***** Material supplied
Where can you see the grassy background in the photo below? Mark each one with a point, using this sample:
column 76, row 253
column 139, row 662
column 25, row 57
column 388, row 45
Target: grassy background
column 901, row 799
**********
> [Requirement]
Could you rewrite this data with every "grassy background" switched to "green lawn" and everything else left unchanged?

> [Output below]
Where can you see the green lawn in the photo below? Mark each one with a point, using this sample:
column 76, row 253
column 139, row 662
column 25, row 57
column 388, row 45
Target: green lawn
column 901, row 799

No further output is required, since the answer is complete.